- **INSTRUÇÕES DE TRABALHO**
(1) Diga se cada afirmação abaixo está de acordo com o texto sobre os planos de saúde, respondendo sim ou não e citando as palavras do texto que decidem a questão.
(a) O governo anunciou um reajuste de 15,5%.
(b) O Estatuto do Idoso permite aumento por faixa etária depois dos 60 anos.
(c) Os preços consultados eram os praticados em dezembro de 2021.
(2) Dê continuidade ao texto sobre o reajuste dos planos de saúde, começando logo depois da última frase.

- **TEXTO**

..........

O voto nas eleições deste ano será fortemente influenciado pela situação econômica do País.
De acordo com esta matéria originalmente publicada pelo Estadão, enquanto o alto preço da gasolina e dos alimentos afeta amplamente a população, há perdas de poder aquisitivo com efeito mais localizado.
Do cidadão que tem um plano de saúde individual ao empregador que concede o benefício aos trabalhadores, é geral a indignação contra o reajuste das mensalidades em 2022.
Quem fez as contas sabe que o aumento pode ser ainda maior do que os já proibitivos 15,5% anunciados na semana passada pelo governo.
Além do aplicado no mês de aniversário do contrato do plano de saúde, outro tipo de aumento irá ocorrer se, no mesmo ano, o usuário mudar de uma faixa etária para outra, considerando as dez faixas previstas na lei.
O preço definido para a última faixa reajustável (59 anos ou mais, pois o Estatuto do Idoso proíbe aumento acima de 60 anos) pode ser até seis vezes maior do que o valor da primeira faixa (0 a 18 anos). Já a variação entre a sétima e a décima faixas não pode ser superior aos aumentos acumulados entre as sete primeiras.
A partir de dados públicos da ANS, relativos a 3.527 planos comercializados por 468 operadoras, o Blog Política&Saúde estabeleceu uma base de cálculo para a estimativa do valor das mensalidades, no momento da mudança de faixa etária.
Foram consultados os preços comerciais médios, praticados em dezembro de 2021, para cada uma das dez faixas.

..........

Exemplos de marcação de pontos:
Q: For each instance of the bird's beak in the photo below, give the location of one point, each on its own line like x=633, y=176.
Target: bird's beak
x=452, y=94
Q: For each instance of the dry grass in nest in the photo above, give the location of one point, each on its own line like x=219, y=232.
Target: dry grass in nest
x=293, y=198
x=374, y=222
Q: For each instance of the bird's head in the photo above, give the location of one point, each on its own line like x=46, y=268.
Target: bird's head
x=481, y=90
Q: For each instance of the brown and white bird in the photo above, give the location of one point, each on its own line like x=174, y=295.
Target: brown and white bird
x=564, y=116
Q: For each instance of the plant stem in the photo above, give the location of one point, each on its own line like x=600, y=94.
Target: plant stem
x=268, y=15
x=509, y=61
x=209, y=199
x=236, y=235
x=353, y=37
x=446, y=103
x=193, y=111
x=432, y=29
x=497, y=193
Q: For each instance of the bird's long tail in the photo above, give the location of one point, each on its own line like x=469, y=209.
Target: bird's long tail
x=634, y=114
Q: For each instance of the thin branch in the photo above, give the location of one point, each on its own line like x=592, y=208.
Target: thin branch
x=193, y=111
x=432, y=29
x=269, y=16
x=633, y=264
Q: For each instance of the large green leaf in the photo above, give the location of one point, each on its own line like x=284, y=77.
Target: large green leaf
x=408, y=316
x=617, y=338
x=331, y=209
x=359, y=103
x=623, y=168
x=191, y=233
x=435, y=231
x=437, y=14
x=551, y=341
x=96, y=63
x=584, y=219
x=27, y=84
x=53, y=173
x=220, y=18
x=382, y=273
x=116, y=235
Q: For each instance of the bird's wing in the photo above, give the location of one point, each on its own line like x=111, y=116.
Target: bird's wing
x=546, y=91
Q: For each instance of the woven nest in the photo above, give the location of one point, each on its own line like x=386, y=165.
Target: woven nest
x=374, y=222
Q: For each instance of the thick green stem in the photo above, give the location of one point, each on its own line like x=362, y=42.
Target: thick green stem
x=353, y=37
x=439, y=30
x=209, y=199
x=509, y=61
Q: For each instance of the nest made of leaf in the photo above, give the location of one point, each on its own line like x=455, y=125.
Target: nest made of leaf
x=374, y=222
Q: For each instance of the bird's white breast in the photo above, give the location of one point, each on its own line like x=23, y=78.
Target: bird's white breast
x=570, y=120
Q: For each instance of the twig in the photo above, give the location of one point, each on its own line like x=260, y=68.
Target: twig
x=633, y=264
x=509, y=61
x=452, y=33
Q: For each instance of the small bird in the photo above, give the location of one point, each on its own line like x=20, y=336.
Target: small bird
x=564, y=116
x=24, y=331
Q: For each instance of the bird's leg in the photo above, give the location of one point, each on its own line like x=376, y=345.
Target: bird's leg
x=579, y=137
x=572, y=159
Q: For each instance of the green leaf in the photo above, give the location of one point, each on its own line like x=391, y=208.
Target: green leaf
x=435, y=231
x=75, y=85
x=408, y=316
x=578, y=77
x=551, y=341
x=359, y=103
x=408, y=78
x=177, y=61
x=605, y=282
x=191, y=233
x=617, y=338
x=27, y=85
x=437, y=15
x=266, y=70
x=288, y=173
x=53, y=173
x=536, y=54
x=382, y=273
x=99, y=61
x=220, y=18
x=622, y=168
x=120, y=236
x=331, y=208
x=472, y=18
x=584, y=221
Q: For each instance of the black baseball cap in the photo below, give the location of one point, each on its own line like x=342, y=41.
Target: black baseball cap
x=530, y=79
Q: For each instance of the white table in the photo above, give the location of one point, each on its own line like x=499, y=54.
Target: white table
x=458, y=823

..........

- **LISTA DE RESPOSTAS**
(1)
(a) Sim: "os já proibitivos 15,5% anunciados na semana passada pelo governo".
(b) Não: "o Estatuto do Idoso proíbe aumento acima de 60 anos".
(c) Sim: "praticados em dezembro de 2021, para cada uma das dez faixas".

(2)
Calculou-se, então, o porcentual do aumento entre as faixas. Além da variação gradativa de uma faixa à outra, foram considerados os 15,5% do reajuste anual recém autorizado.
Ao fim, obteve-se a estimativa do “reajuste acumulado” e o valor médio das mensalidades estimado para 2022.
Quem muda de faixa etária paga, no final das contas, dois reajustes: o anual, linear, de 15,5%, e o aumento por ter ficado mais velho.
No caso do grupo de pessoas que, em 2022, completar 59 anos de idade, o rombo real no bolso será de 43,1% de aumento, em média. A surpresa é amarga também nas três faixas anteriores, para quem completar 44 anos (34,5% de aumento), 49 anos (36,7%) e 54 anos (37,8%).
Não é possível estimar os aumentos dos planos coletivos em 2022, que representam 80% do mercado e cujos reajustes não são regulamentados pela ANS.
Embora o valor médio da mensalidade dos planos de adesão e empresariais seja menor que o dos individuais, os porcentuais de reajustes, em muitos casos, são mais elevados, motivo de crescente judicialização.
Efeito inclemente das regras atuais é o alto valor reservado para as últimas faixas etárias.
Quem tem plano individual e completa 59 anos em 2022, somando o reajuste anual, vai pagar R$ 2.640 por mês, em média. Já a partir dos 44 anos o preço médio mensal de um plano privado será superior a R$ 1.000.
Menos de 20% dos brasileiros com mais de 60 anos – cerca de 7,4 milhões – estão hoje vinculados à assistência suplementar, proporção que vem caindo a cada ano, pois muitas pessoas são “expulsas” do plano de saúde. A mensalidade chega a dobrar de valor no momento da vida em que a renda pode cair até pela metade.
A solidariedade geracional, em que jovens ajudam a financiar os gastos da população que envelhece, a lógica da previdência e dos seguros, foi abandonada.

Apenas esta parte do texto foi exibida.